* [Формулировка задания]: Выпишите дословно отрывок из текста о Наталье между словами «Пережила войну и» и «только окончившего академию.», включая сами эти слова.

* [Фрагмент текста]:
◇ ◇ ◇

Людмила Третьякова - Русский Сюжетъ
...Но платили им много. У Натальи появились деньги. Она тратила, не считая: на вечеринки, наряды, кому-то давала в долг и, конечно, без отдачи. Друзей было огромное количество. Поклонников тоже. Наталья не желала никому нравиться, и, вероятно, поэтому особенно нравилась. Романы, более или менее продолжительные следовали один за другим. Но вынести ее характер – резкий, неукротимый, насмешливый – не мог никто. «Чтобы остаться с ней – ей надо было поклоняться», – сказал кто-то из череды получивших отставку.
...Грянула война. Эвакуироваться с цирком Наталья отказалась. В октябре в Москве началась паника. В Малом Козловском переулке, где жила ее подруга, она видела выброшенные на улицу томики Ленина. Говорили, что фрицы уже у Сходни. Мать умоляла Наталью хоть в последний момент скрыться из города. «Москвы им не взять, – отрезала та. – И кончим об этом».
Во время войны Наталья работала в истребительном отряде. Гоняла по Москве, развозя бумаги. Научилась водить «Линкольн», «Бьюик», «Пикап». Делала все, как весь народ тогда. Нужно убрать снег на Красной площади – она там, развезти хлеб по продуктовым точкам – садилась за руль. Внучка великого князя, несомненно, чувствовала себя человеком своего времени и своего государства.
Пережила войну и строила социализм Страна Советов. Наталья, вернувшаяся в цирк, все рвалась вперед на ошарашивающей скорости. Но изредка как будто кто-то окликал ее из того прошлого, которого она не знала и которое грозило ей только осложнениями.
Однажды Наталью разыскала пожилая уже женщина, назвалась Дарьей. Вероятно, это была Даня Часовитинова, которая после многих жизненных приключений работала одно время секретарем у писательницы Мариэтты Шагинян.
От нее Наталья получила небольшой портрет деда – великого князя Николая Константиновича, еще молодого, только окончившего академию.
А с гастролей в Будапеште Наталья вернулась с фотографиями и рукописями своего отца. Неизвестный, подождав ее у артистического выхода, вручил их ей и, не говоря ни слова, исчез.
...В коммуналке Наталья продолжала жить до 70-х годов. Там, на Арбате, умерли ее мать, отчим, туда она привела своего мужа, режиссера Николая Досталя. Но семейная жизнь оказалась краткой – Николай погиб на съемках.

◇ ◇ ◇

* [Выдержки из перечня]:
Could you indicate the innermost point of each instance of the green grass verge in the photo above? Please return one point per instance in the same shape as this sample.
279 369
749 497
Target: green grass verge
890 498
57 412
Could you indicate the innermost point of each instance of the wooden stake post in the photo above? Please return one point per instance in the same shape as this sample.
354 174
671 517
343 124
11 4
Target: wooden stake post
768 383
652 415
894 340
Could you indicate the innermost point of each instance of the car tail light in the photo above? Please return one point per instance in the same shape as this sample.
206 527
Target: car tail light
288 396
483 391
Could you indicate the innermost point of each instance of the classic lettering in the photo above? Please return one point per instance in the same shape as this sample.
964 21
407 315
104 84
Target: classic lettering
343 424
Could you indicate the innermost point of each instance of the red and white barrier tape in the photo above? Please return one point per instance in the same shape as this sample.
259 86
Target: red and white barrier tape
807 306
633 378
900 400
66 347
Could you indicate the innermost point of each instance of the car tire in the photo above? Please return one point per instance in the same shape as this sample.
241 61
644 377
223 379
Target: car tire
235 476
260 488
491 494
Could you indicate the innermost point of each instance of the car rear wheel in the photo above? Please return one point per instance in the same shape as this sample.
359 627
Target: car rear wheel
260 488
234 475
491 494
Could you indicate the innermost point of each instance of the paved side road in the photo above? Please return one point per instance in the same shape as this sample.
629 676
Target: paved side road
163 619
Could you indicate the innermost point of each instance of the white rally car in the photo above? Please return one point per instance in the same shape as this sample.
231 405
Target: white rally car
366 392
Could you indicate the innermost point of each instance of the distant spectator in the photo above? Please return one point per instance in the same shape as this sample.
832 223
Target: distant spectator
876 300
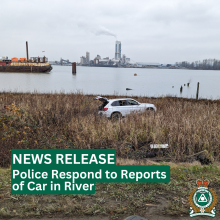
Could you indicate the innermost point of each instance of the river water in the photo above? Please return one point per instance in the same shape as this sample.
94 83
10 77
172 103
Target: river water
108 80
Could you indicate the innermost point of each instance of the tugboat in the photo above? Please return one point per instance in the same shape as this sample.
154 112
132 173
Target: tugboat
32 65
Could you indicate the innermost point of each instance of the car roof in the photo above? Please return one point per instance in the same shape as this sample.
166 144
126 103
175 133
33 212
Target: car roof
121 99
103 99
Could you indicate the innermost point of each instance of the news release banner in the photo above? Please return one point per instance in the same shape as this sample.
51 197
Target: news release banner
75 171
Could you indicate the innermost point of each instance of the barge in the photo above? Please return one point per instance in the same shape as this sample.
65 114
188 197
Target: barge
34 64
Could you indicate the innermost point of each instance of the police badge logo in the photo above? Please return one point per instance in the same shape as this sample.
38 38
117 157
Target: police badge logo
202 200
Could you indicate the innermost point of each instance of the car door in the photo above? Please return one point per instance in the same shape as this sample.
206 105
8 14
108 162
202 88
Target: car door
134 105
123 107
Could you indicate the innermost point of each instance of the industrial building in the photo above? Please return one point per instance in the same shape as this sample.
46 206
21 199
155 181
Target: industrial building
87 57
118 61
118 50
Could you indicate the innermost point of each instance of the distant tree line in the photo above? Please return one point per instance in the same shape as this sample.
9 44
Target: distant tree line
207 64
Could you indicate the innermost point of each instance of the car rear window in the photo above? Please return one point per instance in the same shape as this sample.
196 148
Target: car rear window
132 102
115 103
119 103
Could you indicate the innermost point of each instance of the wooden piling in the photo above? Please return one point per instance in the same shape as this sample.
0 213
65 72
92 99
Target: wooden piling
197 93
74 67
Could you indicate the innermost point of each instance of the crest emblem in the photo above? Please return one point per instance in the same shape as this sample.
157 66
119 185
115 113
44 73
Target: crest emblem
202 200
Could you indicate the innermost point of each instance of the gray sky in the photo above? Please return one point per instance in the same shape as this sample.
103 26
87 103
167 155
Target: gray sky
162 31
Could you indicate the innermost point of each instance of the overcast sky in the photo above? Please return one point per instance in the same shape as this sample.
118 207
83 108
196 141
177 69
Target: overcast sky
163 31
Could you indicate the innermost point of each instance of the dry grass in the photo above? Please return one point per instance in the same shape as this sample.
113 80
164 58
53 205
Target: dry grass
115 200
71 121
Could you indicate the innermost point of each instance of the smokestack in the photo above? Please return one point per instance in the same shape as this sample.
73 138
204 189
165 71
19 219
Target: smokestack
27 50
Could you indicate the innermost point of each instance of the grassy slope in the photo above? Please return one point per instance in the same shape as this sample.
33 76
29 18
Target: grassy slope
112 199
70 121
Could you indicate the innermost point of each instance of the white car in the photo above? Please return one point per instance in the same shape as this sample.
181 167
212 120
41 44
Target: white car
116 108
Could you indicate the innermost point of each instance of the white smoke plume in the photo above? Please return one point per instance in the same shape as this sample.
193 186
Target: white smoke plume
96 29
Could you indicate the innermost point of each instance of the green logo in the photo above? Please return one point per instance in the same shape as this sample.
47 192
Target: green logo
202 200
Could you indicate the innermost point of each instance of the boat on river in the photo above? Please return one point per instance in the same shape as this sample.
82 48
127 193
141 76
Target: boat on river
34 64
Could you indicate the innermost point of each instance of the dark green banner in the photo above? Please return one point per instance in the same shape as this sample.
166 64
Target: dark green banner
75 171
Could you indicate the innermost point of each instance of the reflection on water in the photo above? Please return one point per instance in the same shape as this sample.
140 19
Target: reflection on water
104 80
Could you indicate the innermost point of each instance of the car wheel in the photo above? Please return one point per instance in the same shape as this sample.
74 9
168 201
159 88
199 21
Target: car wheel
150 109
116 116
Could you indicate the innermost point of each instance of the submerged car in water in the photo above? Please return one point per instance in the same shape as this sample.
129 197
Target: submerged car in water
116 108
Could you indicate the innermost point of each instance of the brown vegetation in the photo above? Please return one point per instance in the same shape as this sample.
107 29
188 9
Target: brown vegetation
71 121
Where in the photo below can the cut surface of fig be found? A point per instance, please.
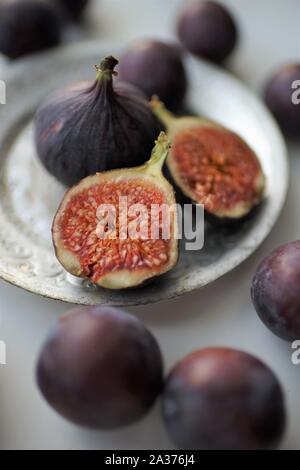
(212, 165)
(108, 228)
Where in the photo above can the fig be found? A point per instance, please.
(275, 291)
(212, 165)
(157, 69)
(28, 26)
(208, 30)
(100, 367)
(223, 399)
(94, 126)
(75, 8)
(111, 252)
(282, 96)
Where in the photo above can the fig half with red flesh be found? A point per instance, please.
(212, 165)
(113, 258)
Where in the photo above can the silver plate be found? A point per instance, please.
(29, 197)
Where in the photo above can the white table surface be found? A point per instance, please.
(221, 314)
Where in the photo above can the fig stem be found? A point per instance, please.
(161, 112)
(106, 69)
(159, 154)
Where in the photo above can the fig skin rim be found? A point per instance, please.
(115, 281)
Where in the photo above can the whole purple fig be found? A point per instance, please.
(157, 69)
(275, 291)
(94, 126)
(207, 29)
(282, 96)
(74, 8)
(100, 367)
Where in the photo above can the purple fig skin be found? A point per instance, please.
(157, 69)
(278, 97)
(75, 8)
(223, 399)
(100, 368)
(207, 30)
(92, 127)
(27, 27)
(275, 291)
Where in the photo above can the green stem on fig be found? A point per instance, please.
(106, 69)
(161, 112)
(159, 154)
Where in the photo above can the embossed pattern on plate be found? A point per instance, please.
(29, 196)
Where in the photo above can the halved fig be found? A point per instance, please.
(112, 227)
(212, 165)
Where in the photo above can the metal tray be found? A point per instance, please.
(29, 196)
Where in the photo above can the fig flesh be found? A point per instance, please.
(27, 27)
(212, 165)
(94, 126)
(100, 367)
(113, 254)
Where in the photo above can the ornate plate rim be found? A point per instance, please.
(231, 260)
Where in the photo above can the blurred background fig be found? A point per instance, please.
(157, 69)
(275, 291)
(100, 367)
(28, 26)
(208, 30)
(75, 8)
(94, 126)
(223, 399)
(99, 245)
(282, 96)
(212, 165)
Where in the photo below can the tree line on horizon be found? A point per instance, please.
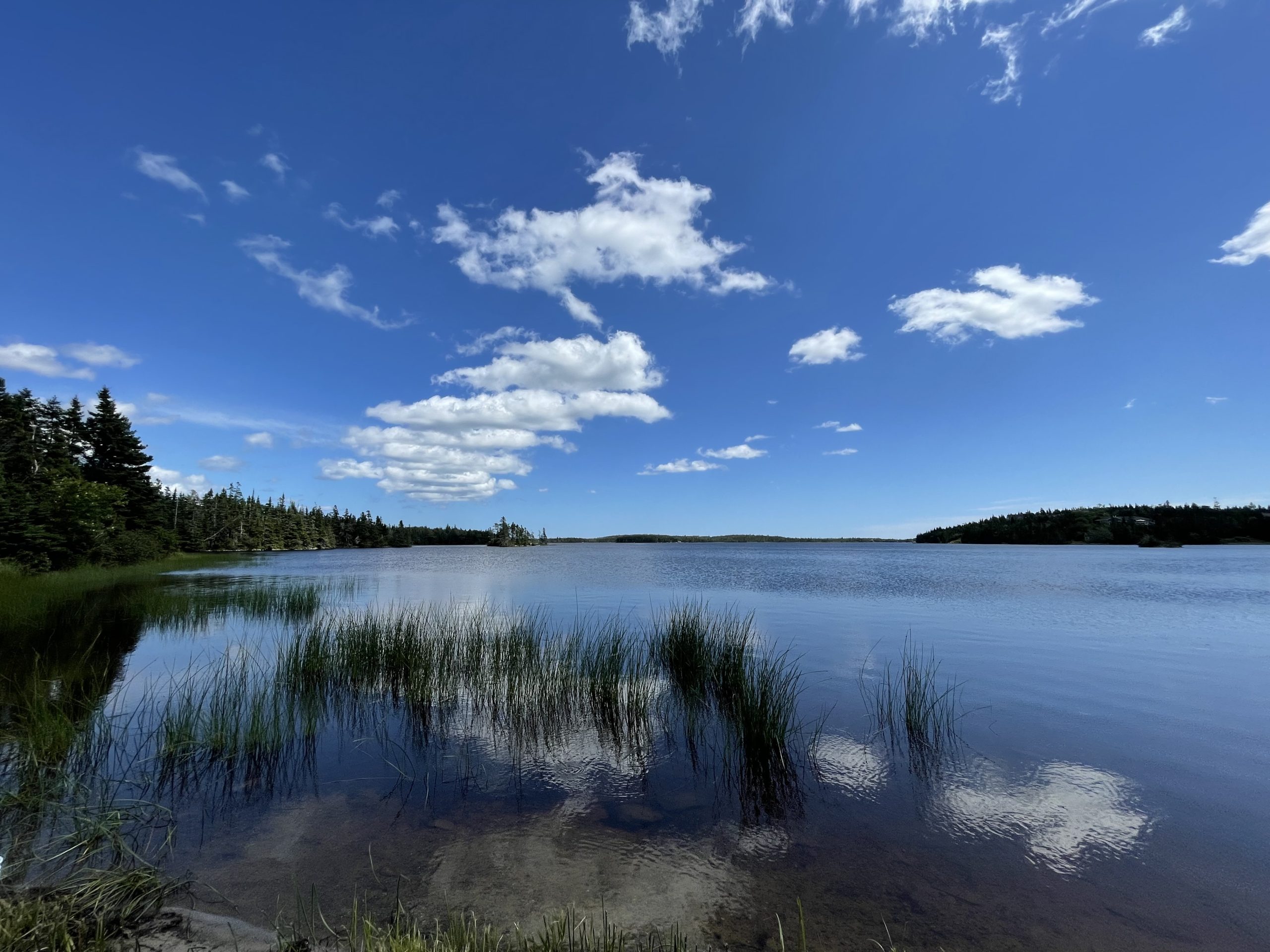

◇ ◇ ◇

* [Полный ответ]:
Пережила войну и строила социализм Страна Советов. Наталья, вернувшаяся в цирк, все рвалась вперед на ошарашивающей скорости. Но изредка как будто кто-то окликал ее из того прошлого, которого она не знала и которое грозило ей только осложнениями.
Однажды Наталью разыскала пожилая уже женщина, назвалась Дарьей. Вероятно, это была Даня Часовитинова, которая после многих жизненных приключений работала одно время секретарем у писательницы Мариэтты Шагинян.
От нее Наталья получила небольшой портрет деда – великого князя Николая Константиновича, еще молодого, только окончившего академию.